## begin PAGE EXTRACT

# boring question



## SE18 (Sep 18, 2012)

Hi all, I'm making an MT3 to MT2 piece with taper. Outside is completed except for cutting off both ends used for holding in the chuck. It's aluminum. 

So now I'm working on the inside (MT2). I got through fine with a 3/8 followed by 1/2" drill. Then, I had to go out and buy a 5/8 drill ($17). Purpose is to widen the hole so I can then use my boring bar to make the taper (so the boring bar has room inside to back out).

So I finally got the 5/8 through but had a lot of difficulties, mainly these:

1. The bit got caught inside once
2. The bit started turning inside the tailstock chuck
3. The MT2 on the tailstock chuck which fits into tailstock started spinning

I was able to get through with light cuts and frequent backing out and used kerosene to cool the bit

So here are my questions

1. Is this typical?
2. Would the chuck's MT2 spinning in the tailstock hole cause damage?
3. Would the drill spinning in the chuck cause damage?
4. Is there a better way to do all of this?

## end PAGE EXTRACT
## begin EXTRACTED DATA

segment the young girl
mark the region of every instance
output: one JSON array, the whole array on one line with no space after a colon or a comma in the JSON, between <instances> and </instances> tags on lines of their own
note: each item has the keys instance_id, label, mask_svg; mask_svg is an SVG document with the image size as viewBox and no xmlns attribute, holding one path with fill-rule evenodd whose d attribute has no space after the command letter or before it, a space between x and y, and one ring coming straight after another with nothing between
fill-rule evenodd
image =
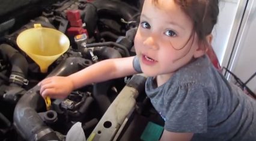
<instances>
[{"instance_id":1,"label":"young girl","mask_svg":"<svg viewBox=\"0 0 256 141\"><path fill-rule=\"evenodd\" d=\"M47 78L41 95L64 98L84 85L143 72L146 93L165 121L160 140L256 140L255 101L205 55L218 13L218 0L145 0L136 56Z\"/></svg>"}]
</instances>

## end EXTRACTED DATA

REQUIRED WORK:
a - Print the passage of the drilling thread above from "So I finally" up to and including "all of this?".
b - In the drilling thread above, what liquid was used to cool the bit while drilling with the 5/8 drill?

RESULTS:
a -
So I finally got the 5/8 through but had a lot of difficulties, mainly these:

1. The bit got caught inside once
2. The bit started turning inside the tailstock chuck
3. The MT2 on the tailstock chuck which fits into tailstock started spinning

I was able to get through with light cuts and frequent backing out and used kerosene to cool the bit

So here are my questions

1. Is this typical?
2. Would the chuck's MT2 spinning in the tailstock hole cause damage?
3. Would the drill spinning in the chuck cause damage?
4. Is there a better way to do all of this?

b - Kerosene.